Written problem: Could you lay out the lines below as a Markdown table with two columns, Row and Line, numbering each row, skipping blank lines and leaving the pictures out of your answer?

Start Records to use

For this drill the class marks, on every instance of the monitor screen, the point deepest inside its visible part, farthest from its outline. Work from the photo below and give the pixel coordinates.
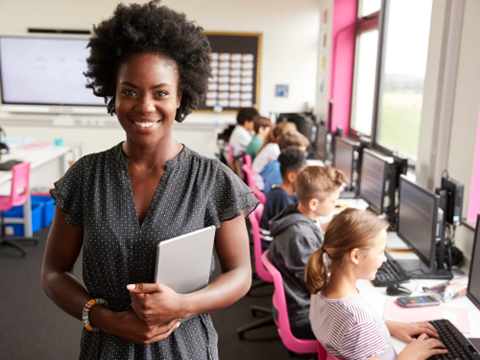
(372, 180)
(343, 158)
(417, 219)
(473, 292)
(321, 142)
(45, 71)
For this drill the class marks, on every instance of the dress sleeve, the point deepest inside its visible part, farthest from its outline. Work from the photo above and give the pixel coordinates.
(68, 193)
(229, 197)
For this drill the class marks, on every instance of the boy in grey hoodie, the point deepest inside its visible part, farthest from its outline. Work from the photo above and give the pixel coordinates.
(296, 236)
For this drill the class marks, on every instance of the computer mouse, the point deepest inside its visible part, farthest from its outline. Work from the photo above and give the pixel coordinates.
(397, 289)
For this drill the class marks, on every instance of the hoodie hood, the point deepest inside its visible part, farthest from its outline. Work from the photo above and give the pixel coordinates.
(288, 217)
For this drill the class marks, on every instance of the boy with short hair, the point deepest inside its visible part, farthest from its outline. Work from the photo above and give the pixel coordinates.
(271, 172)
(296, 236)
(291, 161)
(240, 137)
(262, 126)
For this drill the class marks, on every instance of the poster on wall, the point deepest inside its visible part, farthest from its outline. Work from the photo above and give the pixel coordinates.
(235, 71)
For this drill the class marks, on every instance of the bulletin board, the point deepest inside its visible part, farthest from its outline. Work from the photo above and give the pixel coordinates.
(235, 80)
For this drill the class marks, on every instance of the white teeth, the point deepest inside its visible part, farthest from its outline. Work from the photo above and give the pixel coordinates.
(145, 124)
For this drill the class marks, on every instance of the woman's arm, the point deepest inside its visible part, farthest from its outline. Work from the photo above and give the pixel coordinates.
(63, 247)
(155, 303)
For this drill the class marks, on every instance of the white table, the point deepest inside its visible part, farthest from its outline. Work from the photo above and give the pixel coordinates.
(377, 297)
(47, 165)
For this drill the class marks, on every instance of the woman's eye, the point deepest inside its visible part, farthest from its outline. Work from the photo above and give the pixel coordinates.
(128, 92)
(161, 93)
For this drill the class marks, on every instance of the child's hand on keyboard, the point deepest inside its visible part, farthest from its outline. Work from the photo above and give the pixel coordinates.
(422, 348)
(406, 332)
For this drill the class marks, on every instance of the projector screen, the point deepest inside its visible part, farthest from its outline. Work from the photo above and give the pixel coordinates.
(45, 71)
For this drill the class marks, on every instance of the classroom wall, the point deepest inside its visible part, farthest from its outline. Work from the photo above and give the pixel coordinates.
(289, 54)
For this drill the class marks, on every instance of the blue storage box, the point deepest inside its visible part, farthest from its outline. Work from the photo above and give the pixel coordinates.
(48, 207)
(17, 212)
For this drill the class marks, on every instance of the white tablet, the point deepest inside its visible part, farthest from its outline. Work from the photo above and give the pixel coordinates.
(183, 262)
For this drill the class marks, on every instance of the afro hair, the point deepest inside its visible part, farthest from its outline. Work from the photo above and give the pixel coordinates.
(149, 28)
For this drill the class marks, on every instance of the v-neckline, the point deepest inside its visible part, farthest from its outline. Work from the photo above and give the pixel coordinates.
(169, 165)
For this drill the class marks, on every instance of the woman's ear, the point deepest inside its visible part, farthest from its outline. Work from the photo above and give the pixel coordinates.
(179, 99)
(354, 256)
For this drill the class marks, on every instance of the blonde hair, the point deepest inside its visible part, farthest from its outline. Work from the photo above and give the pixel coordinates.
(317, 182)
(351, 229)
(292, 138)
(276, 131)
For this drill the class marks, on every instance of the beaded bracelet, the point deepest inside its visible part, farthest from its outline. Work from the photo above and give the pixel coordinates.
(86, 311)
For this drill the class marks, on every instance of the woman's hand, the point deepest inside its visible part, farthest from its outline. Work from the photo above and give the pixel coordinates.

End Records to use

Exercise result:
| Row | Line |
|---|---|
| 1 | For this drill the class marks, on every instance of the monitor screen, the point deepest inside its visible part, farthest from its outline. Work from the photo below and give the pixel coordinates. |
| 2 | (372, 180) |
| 3 | (343, 158) |
| 4 | (417, 219) |
| 5 | (473, 292) |
| 6 | (321, 142) |
| 7 | (45, 71) |
| 8 | For this drill the class marks, on every instance of the dress sleeve, the point deepest inside its visible part, farthest from its outline. Work from the photo above and give the pixel coordinates. |
| 9 | (68, 193) |
| 10 | (229, 197) |
| 11 | For this drill the class marks, on every instance of the boy in grey hoodie, the point deepest inside its visible part, farthest from its outline. Work from the photo above and give the pixel coordinates. |
| 12 | (296, 236) |
| 13 | For this drill the class marks, on every instance of the computer mouse, the point deepest inside its visible part, farthest from its outline. Work from the photo above and give the pixel coordinates. |
| 14 | (397, 289) |
| 15 | For this drill the class marks, on every instance of the hoodie hood, the point deepest inside its visible part, farthest from its outline. Work from the photo above and give the pixel coordinates. |
| 16 | (288, 217) |
| 17 | For this drill the class marks, on every instance of the boy with short hair, the point deepest inside its visible part, farthest from its outline. Work from the photo above and give the pixel coordinates. |
| 18 | (271, 172) |
| 19 | (296, 236) |
| 20 | (291, 161) |
| 21 | (240, 137) |
| 22 | (262, 126) |
| 23 | For this drill the class marks, on every instance of the poster on wall, the point deepest inside its visible part, farthest from its outline. Work from the photo above and give the pixel coordinates. |
| 24 | (235, 71) |
| 25 | For this drill the class marks, on every instance of the bulletin board, the point deepest inside its visible part, farthest from its outline. Work from the photo above and give the pixel coordinates. |
| 26 | (235, 80) |
| 27 | For this drill the class marks, on every instance of the white teeth, the point deepest inside its visible part, farthest from its outline. Work from the photo above and give the pixel coordinates. |
| 28 | (145, 124) |
| 29 | For this drill the class marks, on every instance of the woman's arm, the point deepest inside its visible part, farthest from its outline. Work from the photo above and give the pixel coordinates. |
| 30 | (63, 247) |
| 31 | (155, 303) |
| 32 | For this drill the class marks, on every instance of the white table, the point deepest inside its visible part, farthest from its outline. Work from the photo above and give the pixel coordinates. |
| 33 | (377, 297) |
| 34 | (47, 165) |
| 35 | For this drill the class marks, on every instance of the woman's eye, the point deepest inside its visible part, farthest from its outline. Work from the photo above and give the pixel coordinates. |
| 36 | (128, 92) |
| 37 | (161, 93) |
| 38 | For this drill the class marks, on every instance of the child's hand on keyboard, the point deepest inside its visible part, farthest from its outline. Work from the photo above and give the pixel coordinates. |
| 39 | (422, 348) |
| 40 | (406, 332) |
| 41 | For this drill the class marks, on every instance of the projector screen, the point deepest inside its visible part, farthest from its outline. Work from the photo above and give the pixel coordinates. |
| 42 | (45, 71) |
| 43 | For this drill the class marks, on every instance of the classroom wall, the point deepest inside its visible part, farthest from its outline. Work from the photo above and give the pixel coordinates. |
| 44 | (289, 54) |
| 45 | For this drill the class marks, on every instance of the blue storage box, the point deepest inside its visible part, farthest from its outline. Work from the photo above and give the pixel coordinates. |
| 46 | (48, 207) |
| 47 | (17, 212) |
| 48 | For this drill the class marks, on every instance of the white tablet, the point deepest inside its visible part, farthest from its outline. Work from the photo above and give the pixel coordinates. |
| 49 | (183, 262) |
| 50 | For this drill the class marks, on every instance of the afro hair, the point deepest inside its visible part, farthest from its outline. Work from the photo above and give the pixel coordinates. |
| 51 | (149, 28) |
| 52 | For this drill the class marks, on every instance of the v-neckline, the point deepest inside its visible part, farthest from its outline. Work from the photo above and give the pixel coordinates. |
| 53 | (169, 165) |
| 54 | For this drill the class marks, on every instance of the woman's ear, the point deepest inside its visible part, farthest from its outline. Work from the photo above and give the pixel coordinates. |
| 55 | (179, 99) |
| 56 | (354, 256) |
| 57 | For this drill the class marks, on every instance of the blonde hair, the point deepest inside its visible part, farthest from its outline. Work from the photo above and give the pixel coordinates. |
| 58 | (317, 182) |
| 59 | (351, 229) |
| 60 | (292, 138) |
| 61 | (276, 131) |
| 62 | For this drill the class marks, on every instance of the beaded bracelet, the point deepest inside its visible part, farthest from its outline. Work from the photo above and give the pixel coordinates. |
| 63 | (86, 311) |
| 64 | For this drill the class marks, on every instance of the woman's hand, the point deepest inside its visible part, farthest from its outline. Work from the photo above and give the pixel coordinates. |